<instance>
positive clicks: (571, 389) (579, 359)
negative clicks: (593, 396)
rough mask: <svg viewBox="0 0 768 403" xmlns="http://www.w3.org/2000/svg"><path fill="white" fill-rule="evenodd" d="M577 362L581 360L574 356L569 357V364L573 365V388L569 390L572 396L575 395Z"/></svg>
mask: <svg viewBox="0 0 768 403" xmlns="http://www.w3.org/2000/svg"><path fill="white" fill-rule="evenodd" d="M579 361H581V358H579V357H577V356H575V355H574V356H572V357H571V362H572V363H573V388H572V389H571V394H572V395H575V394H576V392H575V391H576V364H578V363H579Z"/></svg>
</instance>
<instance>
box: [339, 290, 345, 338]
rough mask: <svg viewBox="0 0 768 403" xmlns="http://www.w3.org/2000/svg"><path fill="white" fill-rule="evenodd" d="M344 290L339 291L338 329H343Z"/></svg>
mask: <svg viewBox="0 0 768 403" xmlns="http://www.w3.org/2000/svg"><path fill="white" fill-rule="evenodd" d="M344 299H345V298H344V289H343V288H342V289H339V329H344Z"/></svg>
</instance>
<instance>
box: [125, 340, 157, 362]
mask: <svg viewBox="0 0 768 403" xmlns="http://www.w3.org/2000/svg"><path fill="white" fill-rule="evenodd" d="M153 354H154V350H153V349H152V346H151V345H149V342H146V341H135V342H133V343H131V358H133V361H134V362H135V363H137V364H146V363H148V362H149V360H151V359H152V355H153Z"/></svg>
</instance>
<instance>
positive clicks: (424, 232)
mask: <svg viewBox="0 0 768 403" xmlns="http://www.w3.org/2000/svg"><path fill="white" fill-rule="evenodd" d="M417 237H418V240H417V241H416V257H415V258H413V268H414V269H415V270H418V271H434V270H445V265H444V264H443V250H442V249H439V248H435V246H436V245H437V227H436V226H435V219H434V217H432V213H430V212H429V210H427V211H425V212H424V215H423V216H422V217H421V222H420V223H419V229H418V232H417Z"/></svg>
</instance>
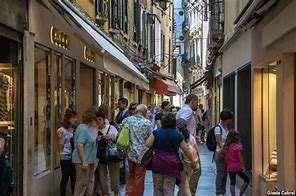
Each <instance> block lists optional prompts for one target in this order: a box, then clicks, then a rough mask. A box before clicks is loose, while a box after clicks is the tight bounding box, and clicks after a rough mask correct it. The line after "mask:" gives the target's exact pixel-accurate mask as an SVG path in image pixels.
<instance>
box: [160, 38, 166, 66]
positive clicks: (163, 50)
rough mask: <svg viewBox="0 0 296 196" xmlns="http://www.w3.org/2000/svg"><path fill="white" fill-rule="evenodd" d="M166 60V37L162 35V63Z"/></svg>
mask: <svg viewBox="0 0 296 196" xmlns="http://www.w3.org/2000/svg"><path fill="white" fill-rule="evenodd" d="M164 59H165V35H164V34H162V33H161V61H162V62H163V63H164Z"/></svg>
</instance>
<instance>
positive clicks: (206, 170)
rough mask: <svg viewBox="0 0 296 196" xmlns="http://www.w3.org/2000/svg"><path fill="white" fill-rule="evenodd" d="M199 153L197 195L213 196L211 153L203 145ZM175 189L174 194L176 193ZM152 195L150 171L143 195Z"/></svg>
mask: <svg viewBox="0 0 296 196" xmlns="http://www.w3.org/2000/svg"><path fill="white" fill-rule="evenodd" d="M199 153H200V158H201V167H202V172H201V177H200V180H199V184H198V188H197V193H196V195H198V196H215V175H216V170H215V163H214V162H212V156H213V153H212V152H210V151H209V150H208V149H207V148H206V146H205V145H201V146H199ZM177 189H178V188H177V187H176V191H175V193H177ZM227 189H228V190H227V196H228V195H230V193H229V185H227ZM121 195H124V187H121ZM152 195H153V181H152V173H151V171H147V172H146V179H145V193H144V196H152Z"/></svg>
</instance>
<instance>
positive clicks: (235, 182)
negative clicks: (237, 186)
mask: <svg viewBox="0 0 296 196" xmlns="http://www.w3.org/2000/svg"><path fill="white" fill-rule="evenodd" d="M228 173H229V178H230V185H232V186H235V184H236V175H238V176H239V177H241V178H242V179H243V180H244V183H247V184H249V183H250V179H249V177H248V175H247V174H246V173H245V172H243V171H238V172H228Z"/></svg>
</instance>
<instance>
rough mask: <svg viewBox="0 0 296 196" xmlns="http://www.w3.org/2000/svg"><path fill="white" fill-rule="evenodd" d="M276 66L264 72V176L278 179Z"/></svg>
mask: <svg viewBox="0 0 296 196" xmlns="http://www.w3.org/2000/svg"><path fill="white" fill-rule="evenodd" d="M276 85H277V80H276V66H269V67H268V68H267V69H264V70H262V144H263V146H262V155H263V157H262V160H263V161H262V163H263V165H262V175H263V176H264V177H265V178H267V179H276V178H277V147H276V146H277V138H276V113H277V111H276V105H277V104H276V96H277V92H276Z"/></svg>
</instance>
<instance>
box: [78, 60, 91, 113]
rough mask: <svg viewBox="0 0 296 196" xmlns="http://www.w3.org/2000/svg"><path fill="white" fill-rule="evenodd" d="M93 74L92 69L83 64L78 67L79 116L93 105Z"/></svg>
mask: <svg viewBox="0 0 296 196" xmlns="http://www.w3.org/2000/svg"><path fill="white" fill-rule="evenodd" d="M94 73H95V70H94V69H93V68H91V67H88V66H86V65H83V64H81V65H80V88H79V104H78V108H79V109H78V113H79V114H82V113H83V112H85V111H86V110H87V109H89V108H90V107H92V106H93V105H94V81H95V78H94Z"/></svg>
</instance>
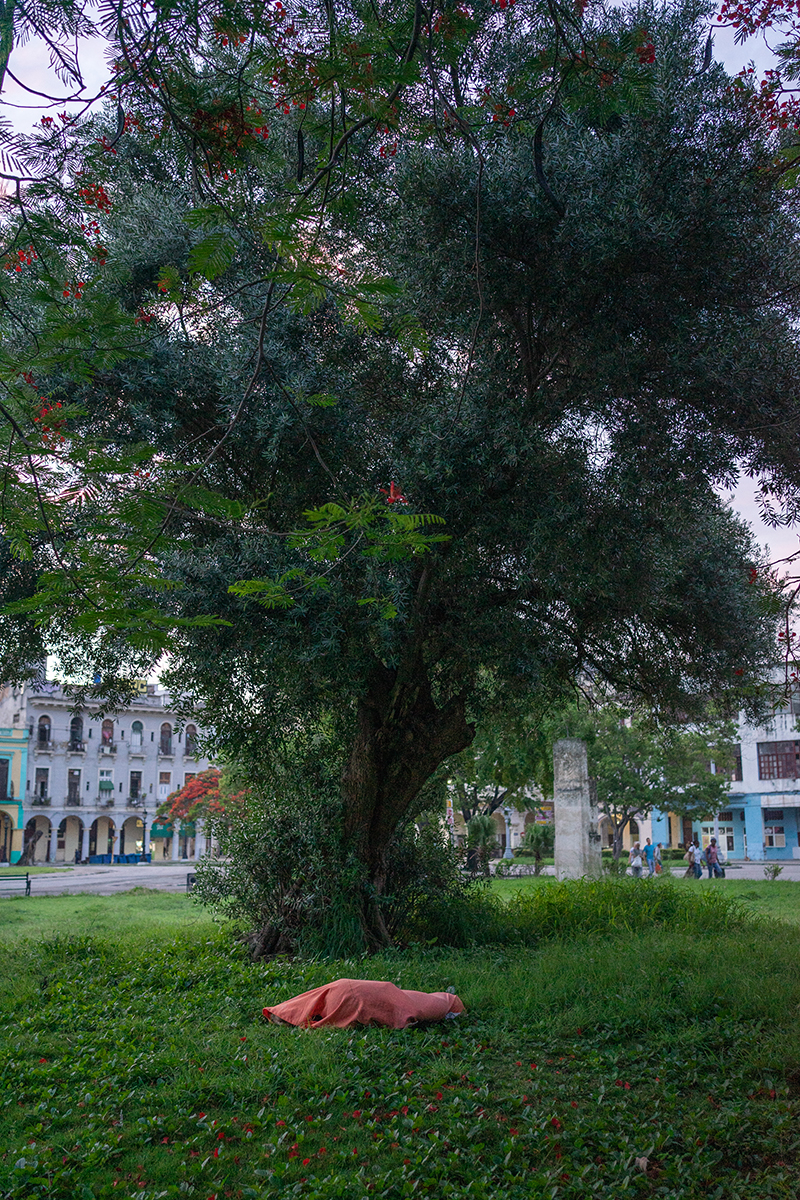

• [Job]:
How many lines of the records contain the string "positive"? Reply with the number alone.

• [Result]:
5